#### Texto fuente
No es difícil parangonar este pensamiento vi­cenciano con una de las coordenadas más ac­tuales de la «espiritualidad del trabajo», donde se subraya que los trabajos artesanales, modes­tos y oscuros, prolongan la acción creadora de Dios, lo mismo que la técnica y el arte cooperan a la construcción de la ciudad terrestre. El Con­cilio Vaticano II es explícito a este respecto: «Los hombres y mujeres que, mientras procuran el sustento para sí y su familia, realizan su trabajo de forma que resulte provechoso y en servicio de la sociedad, con razón pueden pensar que con su trabajo desarrollan la obra del Creador, sirven al bien de sus hermanos y contribuyen de modo personal a que se cumplan los designios de Dios en la historia» (G. et S. n° 34). El Papa Juan Pablo II destaca que «en la palabra de la divina Revela­ción está inscrita muy profundamente esta ver­dad fundamental, que el hombre, creado a ima­gen de Dios, mediante su trabajo participa en la obra del Creador, y según la medida de sus pro­pias posibilidades, en cierto sentido, continúa de­sarrollándola y la completa, avanzando cada vez más en el descubrimiento de los recursos y de los valores encerrados en todo lo creado» (La­borem excercens, n°25).

Y es significativo también cómo el discurso vi­cenciano, contra las corrientes negativas de su época, está en plena sintonía con un enfoque moderno del trabajo por parte de los cristianos que, «lejos de pensar que las conquistas logradas por el hombre se oponen al poder de Dios y que la criatura racional pretende rivalizar con el Crea­dor, están, por el contrario, persuadidos de que las victorias del hombre son signo de la grande­za de Dios y consecuencia de su inefable desig­nio. Cuanto más se acrecienta el poder del hom­bre, más amplia es su responsabilidad individual y colectiva. De donde se sigue que el mensaje cristiano no aparta a los hombres de la edificación del mundo ni los lleva a despreocuparse del bien ajeno, sino que, al contrario, les impone como deber el hacerlo» (G. et. S. n° 34).

2. «La vida del Hijo de Dios en la tierra»

«¿Qué hizo Nuestro Señor mientras vivió en la tierra?…É1 llevó dos vidas sobre la tierra. Una, desde su nacimiento hasta los treinta años, du­rante los que trabajó con el sudor de su divino ros­tro por ganarse la vida. Tuvo el oficio de carpin­tero; se cargó con el cesto y sirvió de jornalero y de albañil. Desde la mañana hasta la noche es­tuvo trabajando en su juventud, continuó hasta la muerte. El cielo y la tierra se llenan de vergüen­za a la vista de semejante espectáculo. . . El otro estado de la vida de Jesucristo en la tierra fue desde los treinta años hasta su muerte. Durante esos tres años ¿qué es lo que no trabajó de día y de noche, predicando unas veces en el templo, otras en una aldea, sin descanso, para convertir al mundo y ganar las almas para Dios su Padre?…» (IX, 446).

#### Datos proporcionados
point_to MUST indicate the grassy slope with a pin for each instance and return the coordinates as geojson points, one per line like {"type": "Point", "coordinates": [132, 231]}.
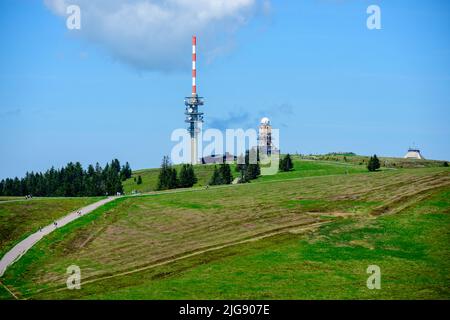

#### Lo que se pide
Copia de nuevo el tramo del texto fuente desde "Y es significativo" hasta "et. S. n° 34)." y cambia en él "responsabilidad" por "obligación".

#### Respuesta a la tarea
Y es significativo también cómo el discurso vi­cenciano, contra las corrientes negativas de su época, está en plena sintonía con un enfoque moderno del trabajo por parte de los cristianos que, «lejos de pensar que las conquistas logradas por el hombre se oponen al poder de Dios y que la criatura racional pretende rivalizar con el Crea­dor, están, por el contrario, persuadidos de que las victorias del hombre son signo de la grande­za de Dios y consecuencia de su inefable desig­nio. Cuanto más se acrecienta el poder del hom­bre, más amplia es su obligación individual y colectiva. De donde se sigue que el mensaje cristiano no aparta a los hombres de la edificación del mundo ni los lleva a despreocuparse del bien ajeno, sino que, al contrario, les impone como deber el hacerlo» (G. et. S. n° 34).